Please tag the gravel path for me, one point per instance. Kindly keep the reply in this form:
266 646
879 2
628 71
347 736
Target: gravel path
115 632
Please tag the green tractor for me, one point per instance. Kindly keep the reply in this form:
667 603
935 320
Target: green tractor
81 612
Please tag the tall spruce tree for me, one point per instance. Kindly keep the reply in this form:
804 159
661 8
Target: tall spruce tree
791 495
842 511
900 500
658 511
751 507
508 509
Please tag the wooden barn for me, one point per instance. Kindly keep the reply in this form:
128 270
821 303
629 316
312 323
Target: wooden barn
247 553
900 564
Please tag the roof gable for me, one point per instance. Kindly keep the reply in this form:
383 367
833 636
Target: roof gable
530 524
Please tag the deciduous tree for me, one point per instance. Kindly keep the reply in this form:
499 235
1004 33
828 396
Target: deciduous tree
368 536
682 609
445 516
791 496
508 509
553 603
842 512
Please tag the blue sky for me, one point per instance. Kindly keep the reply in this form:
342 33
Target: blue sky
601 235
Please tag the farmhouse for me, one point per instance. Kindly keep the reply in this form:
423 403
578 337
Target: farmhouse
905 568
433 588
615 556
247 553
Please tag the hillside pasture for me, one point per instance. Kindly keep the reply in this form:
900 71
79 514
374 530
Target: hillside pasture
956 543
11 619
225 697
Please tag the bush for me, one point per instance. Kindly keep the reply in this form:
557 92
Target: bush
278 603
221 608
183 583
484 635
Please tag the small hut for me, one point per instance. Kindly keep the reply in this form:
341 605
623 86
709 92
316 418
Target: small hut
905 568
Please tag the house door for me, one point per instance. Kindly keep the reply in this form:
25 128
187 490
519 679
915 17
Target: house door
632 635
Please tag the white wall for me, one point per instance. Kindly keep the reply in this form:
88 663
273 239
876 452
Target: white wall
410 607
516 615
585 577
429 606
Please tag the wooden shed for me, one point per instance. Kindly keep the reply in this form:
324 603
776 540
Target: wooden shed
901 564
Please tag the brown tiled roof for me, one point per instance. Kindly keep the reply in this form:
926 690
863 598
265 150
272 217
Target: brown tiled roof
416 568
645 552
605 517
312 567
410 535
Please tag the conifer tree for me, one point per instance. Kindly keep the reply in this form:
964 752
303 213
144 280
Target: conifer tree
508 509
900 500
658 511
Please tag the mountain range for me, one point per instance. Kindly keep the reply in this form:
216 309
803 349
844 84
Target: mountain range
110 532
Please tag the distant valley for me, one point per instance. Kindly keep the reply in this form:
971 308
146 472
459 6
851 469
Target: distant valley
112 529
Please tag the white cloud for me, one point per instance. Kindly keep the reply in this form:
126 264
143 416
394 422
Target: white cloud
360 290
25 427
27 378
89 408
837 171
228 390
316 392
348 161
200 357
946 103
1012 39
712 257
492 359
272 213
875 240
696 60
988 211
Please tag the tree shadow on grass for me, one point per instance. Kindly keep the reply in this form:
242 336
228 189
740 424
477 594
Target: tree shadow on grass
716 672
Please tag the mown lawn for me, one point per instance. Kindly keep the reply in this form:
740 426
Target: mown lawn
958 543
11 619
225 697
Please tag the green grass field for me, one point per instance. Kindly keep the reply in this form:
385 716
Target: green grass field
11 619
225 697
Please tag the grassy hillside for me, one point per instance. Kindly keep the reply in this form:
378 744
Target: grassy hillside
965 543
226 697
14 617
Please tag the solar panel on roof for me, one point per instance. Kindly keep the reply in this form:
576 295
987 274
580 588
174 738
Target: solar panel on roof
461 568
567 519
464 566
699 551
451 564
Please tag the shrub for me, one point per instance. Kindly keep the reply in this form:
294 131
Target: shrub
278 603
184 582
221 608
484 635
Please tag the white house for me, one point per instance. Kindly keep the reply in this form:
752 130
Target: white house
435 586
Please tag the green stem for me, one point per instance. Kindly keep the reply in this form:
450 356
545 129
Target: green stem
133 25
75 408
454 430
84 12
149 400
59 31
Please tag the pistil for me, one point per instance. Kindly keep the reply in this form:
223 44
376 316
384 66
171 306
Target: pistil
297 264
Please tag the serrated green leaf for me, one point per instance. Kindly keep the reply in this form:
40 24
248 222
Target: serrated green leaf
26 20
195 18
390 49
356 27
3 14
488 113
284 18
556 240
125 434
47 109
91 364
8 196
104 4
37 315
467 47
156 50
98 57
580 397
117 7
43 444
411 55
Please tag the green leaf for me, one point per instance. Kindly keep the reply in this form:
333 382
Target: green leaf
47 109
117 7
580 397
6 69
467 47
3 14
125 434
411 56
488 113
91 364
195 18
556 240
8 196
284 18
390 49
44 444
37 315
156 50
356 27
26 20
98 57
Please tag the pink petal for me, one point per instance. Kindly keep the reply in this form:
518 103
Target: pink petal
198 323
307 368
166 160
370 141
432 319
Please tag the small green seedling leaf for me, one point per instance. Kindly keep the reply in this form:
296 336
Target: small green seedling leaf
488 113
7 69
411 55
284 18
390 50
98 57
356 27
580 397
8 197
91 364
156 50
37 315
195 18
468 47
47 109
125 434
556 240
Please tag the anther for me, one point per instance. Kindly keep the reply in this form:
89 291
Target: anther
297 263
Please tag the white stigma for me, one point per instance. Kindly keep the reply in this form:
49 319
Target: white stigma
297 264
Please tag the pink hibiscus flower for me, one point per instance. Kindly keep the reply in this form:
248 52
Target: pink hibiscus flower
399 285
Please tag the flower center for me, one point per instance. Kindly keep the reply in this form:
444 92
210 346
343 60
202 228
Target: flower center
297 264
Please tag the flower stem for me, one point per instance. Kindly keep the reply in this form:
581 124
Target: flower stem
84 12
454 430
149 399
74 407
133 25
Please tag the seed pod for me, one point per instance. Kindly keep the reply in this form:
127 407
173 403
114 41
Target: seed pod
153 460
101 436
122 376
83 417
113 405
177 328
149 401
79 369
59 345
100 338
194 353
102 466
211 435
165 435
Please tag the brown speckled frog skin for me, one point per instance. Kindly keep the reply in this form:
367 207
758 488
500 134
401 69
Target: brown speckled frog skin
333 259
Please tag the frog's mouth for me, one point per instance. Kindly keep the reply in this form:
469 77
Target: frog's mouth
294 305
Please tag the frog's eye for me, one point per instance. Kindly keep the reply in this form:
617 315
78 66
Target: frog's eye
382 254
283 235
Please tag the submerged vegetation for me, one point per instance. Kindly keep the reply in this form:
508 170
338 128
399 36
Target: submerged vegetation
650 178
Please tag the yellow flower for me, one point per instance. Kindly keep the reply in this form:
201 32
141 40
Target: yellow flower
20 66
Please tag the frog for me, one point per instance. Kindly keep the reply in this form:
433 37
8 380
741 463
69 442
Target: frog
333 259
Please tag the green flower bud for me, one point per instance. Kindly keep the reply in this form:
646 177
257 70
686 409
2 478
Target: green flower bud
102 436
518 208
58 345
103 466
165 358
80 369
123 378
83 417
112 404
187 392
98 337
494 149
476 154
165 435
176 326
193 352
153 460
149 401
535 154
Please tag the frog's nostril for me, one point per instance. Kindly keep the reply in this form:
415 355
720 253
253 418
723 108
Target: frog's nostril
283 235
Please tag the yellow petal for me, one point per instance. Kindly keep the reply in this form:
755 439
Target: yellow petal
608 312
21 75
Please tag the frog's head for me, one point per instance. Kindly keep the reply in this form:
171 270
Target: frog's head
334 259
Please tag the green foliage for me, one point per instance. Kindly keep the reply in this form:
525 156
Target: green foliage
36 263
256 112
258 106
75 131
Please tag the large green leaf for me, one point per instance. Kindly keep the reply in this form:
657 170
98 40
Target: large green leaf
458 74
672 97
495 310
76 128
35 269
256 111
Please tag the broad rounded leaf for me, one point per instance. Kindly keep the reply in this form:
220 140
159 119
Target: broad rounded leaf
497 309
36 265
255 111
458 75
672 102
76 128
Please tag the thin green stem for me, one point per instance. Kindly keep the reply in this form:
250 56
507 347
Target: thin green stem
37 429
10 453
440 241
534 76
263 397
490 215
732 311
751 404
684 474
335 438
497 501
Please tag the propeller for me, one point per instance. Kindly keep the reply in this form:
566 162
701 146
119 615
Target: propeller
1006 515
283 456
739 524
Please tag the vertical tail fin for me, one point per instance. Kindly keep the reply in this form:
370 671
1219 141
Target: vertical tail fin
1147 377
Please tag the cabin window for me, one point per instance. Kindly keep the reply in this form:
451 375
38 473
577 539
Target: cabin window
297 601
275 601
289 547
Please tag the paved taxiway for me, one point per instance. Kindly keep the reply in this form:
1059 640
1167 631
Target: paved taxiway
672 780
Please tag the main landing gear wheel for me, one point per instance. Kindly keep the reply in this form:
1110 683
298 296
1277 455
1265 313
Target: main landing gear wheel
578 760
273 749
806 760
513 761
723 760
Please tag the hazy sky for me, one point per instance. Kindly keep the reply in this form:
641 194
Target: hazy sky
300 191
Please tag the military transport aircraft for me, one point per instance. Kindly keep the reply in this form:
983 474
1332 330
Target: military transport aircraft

◆ ◆ ◆ ◆ ◆

How to complete this task:
Take from the material above the lines running from the one with "Target: green stem" through the one with "Please tag the serrated", and repeat them exactly, with nothing else.

Completed task:
Target: green stem
133 25
75 408
454 430
84 12
149 400
59 31
Please tag the pistil for me, one point per instance. Kindly keep the reply in this form:
223 44
376 316
384 66
171 306
Target: pistil
297 264
Please tag the serrated green leaf for me, one point per instance. Kindly keep the reply in this form:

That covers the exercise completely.